EXTRACT TO READ —
# Reptiles By Mack - What I didn't know



## LittleButterfly (Jan 16, 2019)

Hey everyone
So recently I have started watching a reptile channel called goherping. I find it really entertaining and interesting and in one of the videos Alex, the person who runs the channel, called 84 pet smarts and asked them where they get their reptiles from. Most of the stores either said they couldn't say, they got them from corporate breeders or that they plain just didn't know. A few of the stores said Reptiles by Mack.
I had heard about them from a video I watched a while ago by Brian Barczyk. I didn't pay much attention to the actual husbandry of the animals because I was distracted by the sheer size of the place. Looking back at the video, I'm kinda disappointed. It is a huge facility and it just seems too big to have all the individual animals be kept properly. I have also looked at news articles and seen that some of the animals have been neglected and that management is very poor. It's just sad to see someone (Brian) who I enjoy watching, support something that I find kinda sad. PETA posted videos and articles about it, which I know to take with a pinch of salt because they also have said that no one should be keeping reptiles as pets.

YOUR GOAL —
Carry on the Reptiles by Mack forum thread from its last sentence. The data after this text plays no part here.

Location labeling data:
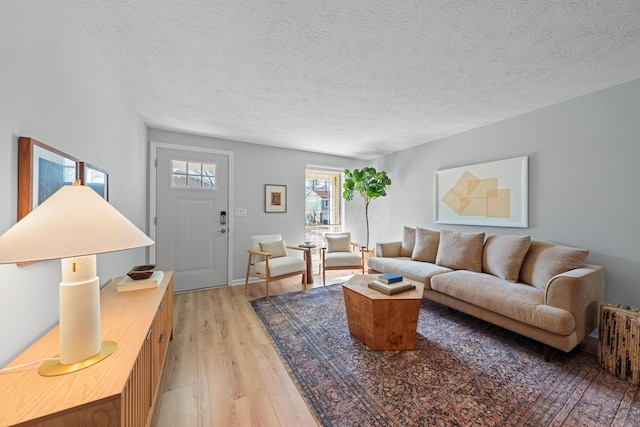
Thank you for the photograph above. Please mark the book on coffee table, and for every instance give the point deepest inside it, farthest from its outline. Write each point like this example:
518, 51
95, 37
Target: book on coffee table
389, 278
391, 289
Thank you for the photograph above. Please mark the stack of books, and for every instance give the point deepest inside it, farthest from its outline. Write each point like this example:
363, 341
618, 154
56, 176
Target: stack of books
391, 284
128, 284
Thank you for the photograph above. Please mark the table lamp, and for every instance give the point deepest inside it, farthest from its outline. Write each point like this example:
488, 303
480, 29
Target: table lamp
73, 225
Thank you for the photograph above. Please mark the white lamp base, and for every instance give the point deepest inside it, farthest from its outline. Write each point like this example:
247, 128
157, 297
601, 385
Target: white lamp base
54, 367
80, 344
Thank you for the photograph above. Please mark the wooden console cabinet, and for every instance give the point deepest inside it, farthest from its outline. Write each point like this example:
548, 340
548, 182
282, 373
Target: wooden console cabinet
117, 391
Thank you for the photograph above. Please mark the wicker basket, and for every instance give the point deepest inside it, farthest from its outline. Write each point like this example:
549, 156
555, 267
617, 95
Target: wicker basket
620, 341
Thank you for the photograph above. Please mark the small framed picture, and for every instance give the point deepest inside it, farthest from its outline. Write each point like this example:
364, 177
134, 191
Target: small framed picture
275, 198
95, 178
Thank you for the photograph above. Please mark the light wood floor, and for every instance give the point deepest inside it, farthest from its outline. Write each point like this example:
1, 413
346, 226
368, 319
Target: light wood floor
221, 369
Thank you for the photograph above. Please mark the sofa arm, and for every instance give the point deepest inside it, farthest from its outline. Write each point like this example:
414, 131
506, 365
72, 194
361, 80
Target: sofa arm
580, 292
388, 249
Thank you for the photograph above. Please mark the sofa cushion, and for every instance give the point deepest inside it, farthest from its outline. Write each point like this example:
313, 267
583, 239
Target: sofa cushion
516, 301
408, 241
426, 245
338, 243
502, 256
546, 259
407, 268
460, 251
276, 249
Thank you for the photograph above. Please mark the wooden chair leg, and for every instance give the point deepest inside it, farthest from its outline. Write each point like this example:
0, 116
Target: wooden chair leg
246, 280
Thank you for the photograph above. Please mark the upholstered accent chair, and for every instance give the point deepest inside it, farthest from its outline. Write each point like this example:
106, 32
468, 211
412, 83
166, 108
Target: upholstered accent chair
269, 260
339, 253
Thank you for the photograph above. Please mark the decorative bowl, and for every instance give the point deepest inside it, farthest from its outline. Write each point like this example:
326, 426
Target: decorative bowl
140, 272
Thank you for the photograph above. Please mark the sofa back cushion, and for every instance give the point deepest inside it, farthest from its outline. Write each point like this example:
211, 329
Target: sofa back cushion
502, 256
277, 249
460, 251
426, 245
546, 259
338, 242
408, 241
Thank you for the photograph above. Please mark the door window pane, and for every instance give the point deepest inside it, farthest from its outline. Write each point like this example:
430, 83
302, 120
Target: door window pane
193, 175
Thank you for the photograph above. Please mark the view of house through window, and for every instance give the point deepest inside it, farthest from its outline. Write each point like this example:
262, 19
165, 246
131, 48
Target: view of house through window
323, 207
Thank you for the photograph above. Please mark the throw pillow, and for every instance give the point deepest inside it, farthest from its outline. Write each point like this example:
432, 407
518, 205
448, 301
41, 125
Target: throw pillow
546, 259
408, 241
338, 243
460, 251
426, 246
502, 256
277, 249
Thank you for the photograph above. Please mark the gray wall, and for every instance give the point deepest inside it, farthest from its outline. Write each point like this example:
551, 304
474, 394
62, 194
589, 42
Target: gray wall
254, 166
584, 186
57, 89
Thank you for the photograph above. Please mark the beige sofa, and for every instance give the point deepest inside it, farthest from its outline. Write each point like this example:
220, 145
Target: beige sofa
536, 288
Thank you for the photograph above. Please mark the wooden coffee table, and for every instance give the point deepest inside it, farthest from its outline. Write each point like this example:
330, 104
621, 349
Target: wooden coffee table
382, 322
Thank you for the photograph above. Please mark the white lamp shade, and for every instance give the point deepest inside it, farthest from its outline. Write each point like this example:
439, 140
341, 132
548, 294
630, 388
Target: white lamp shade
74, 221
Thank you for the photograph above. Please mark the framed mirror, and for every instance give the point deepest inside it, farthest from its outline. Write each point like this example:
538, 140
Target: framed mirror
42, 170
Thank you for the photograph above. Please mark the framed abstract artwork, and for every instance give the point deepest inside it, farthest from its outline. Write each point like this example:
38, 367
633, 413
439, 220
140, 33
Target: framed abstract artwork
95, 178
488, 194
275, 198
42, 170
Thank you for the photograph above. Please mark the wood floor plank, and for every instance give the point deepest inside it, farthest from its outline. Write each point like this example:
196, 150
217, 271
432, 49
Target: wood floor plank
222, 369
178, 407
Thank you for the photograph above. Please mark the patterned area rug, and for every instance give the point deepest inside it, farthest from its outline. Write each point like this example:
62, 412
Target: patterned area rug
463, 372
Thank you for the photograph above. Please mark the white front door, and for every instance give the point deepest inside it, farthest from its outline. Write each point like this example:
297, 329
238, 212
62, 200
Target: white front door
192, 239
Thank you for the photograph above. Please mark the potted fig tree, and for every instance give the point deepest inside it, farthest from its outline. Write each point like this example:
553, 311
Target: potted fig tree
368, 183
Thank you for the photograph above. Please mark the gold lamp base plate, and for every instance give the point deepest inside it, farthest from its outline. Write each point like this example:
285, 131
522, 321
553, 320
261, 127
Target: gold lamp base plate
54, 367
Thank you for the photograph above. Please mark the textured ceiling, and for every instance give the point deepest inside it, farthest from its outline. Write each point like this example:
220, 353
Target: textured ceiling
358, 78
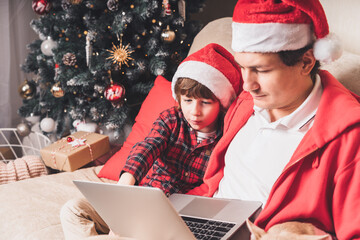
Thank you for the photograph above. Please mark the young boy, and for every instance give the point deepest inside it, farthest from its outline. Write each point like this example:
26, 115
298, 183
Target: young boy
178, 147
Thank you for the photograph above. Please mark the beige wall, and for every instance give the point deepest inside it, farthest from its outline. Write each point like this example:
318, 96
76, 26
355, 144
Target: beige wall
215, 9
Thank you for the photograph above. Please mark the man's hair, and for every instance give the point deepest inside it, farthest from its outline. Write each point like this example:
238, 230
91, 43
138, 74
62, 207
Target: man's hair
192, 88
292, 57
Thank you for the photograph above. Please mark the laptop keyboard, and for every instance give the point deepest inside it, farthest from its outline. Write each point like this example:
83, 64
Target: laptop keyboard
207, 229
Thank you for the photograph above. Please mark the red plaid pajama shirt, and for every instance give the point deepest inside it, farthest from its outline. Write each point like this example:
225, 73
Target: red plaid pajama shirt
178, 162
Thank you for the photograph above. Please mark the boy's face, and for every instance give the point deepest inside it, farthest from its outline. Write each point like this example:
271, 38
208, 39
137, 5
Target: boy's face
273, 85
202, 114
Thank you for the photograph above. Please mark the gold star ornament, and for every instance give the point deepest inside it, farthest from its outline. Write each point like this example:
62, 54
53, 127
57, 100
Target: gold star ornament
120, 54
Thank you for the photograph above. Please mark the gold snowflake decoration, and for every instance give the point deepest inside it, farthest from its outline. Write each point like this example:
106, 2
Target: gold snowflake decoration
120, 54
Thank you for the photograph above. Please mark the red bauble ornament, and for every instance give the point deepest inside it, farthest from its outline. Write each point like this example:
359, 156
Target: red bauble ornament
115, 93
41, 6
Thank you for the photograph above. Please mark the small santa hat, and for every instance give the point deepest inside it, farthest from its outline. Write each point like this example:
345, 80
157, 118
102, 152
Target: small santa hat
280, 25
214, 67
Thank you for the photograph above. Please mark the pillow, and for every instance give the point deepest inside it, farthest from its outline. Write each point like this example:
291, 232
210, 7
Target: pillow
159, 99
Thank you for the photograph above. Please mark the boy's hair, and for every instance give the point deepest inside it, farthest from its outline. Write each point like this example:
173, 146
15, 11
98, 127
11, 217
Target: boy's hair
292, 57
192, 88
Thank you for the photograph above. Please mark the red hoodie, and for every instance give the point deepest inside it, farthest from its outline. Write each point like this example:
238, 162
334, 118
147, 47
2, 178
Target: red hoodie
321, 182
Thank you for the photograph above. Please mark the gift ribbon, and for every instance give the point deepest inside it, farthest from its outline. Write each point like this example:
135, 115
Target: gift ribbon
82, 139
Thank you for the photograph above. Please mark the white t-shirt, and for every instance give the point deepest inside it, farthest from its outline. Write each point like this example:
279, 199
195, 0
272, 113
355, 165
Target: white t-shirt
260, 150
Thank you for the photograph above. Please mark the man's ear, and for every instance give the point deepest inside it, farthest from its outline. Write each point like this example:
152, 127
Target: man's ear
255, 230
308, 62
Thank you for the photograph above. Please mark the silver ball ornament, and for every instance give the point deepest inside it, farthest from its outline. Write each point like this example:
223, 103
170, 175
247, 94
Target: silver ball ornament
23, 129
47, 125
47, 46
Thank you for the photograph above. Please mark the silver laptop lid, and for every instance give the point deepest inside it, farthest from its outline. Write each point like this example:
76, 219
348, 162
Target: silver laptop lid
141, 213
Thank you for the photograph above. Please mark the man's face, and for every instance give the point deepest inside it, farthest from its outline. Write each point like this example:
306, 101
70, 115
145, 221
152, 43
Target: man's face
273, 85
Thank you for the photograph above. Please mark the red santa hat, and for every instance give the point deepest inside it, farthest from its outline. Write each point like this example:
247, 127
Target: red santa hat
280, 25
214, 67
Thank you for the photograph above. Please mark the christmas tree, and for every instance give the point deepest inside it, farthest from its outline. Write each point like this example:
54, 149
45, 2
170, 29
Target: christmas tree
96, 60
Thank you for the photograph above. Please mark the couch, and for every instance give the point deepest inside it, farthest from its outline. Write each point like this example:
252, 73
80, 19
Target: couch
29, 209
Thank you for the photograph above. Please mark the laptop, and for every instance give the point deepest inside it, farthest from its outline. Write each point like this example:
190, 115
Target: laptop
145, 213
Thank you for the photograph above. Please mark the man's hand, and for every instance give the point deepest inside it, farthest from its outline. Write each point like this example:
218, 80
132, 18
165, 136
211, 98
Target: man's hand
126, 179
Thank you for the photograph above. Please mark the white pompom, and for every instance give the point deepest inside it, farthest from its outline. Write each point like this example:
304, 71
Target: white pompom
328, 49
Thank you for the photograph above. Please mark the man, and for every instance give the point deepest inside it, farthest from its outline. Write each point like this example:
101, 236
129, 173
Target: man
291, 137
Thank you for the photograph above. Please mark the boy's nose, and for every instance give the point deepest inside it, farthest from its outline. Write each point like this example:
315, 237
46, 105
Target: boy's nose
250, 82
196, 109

IN RESPONSE —
Also, as Brian was going through some of the ball pythons, I could see that there was barely any substrate in them.
If you feel like I said something wrong or have been misinformed feel free to correct me but do it politely please.


----------



## Herpetology (Jan 16, 2019)

Reptiles by Mac is known as a puppy mill of reptiles in America, there’s undercover videos where animals have been squished, starved, no water etc, and they just move it on.

If there’s anything about Peta I do enjoy, it’s their undercover videos (yes I understand they edit it to please their audience, but u can’t deny the stuff they do show)

Brian isn’t a bad guy, but his breeding setup is also extremely large, something like 5000 animals.


----------



## LittleButterfly (Jan 16, 2019)

Herptology said:


> Reptiles by Mac is known as a puppy mill of reptiles in America, there’s undercover videos where animals have been squished, starved, no water etc, and they just move it on.
> 
> If there’s anything about Peta I do enjoy, it’s their undercover videos (yes I understand they edit it to please their audience, but u can’t deny the stuff they do show)
> 
> Brian isn’t a bad guy, but his breeding setup is also extremely large, something like 5000 animals.



Yeah, Peta gives the unfiltered version of what it is. I have seen photos animals bleeding and having other horrible injuries.
Brian does have a large collection and probably not enough staff. Although he has downsized it is still a large facility.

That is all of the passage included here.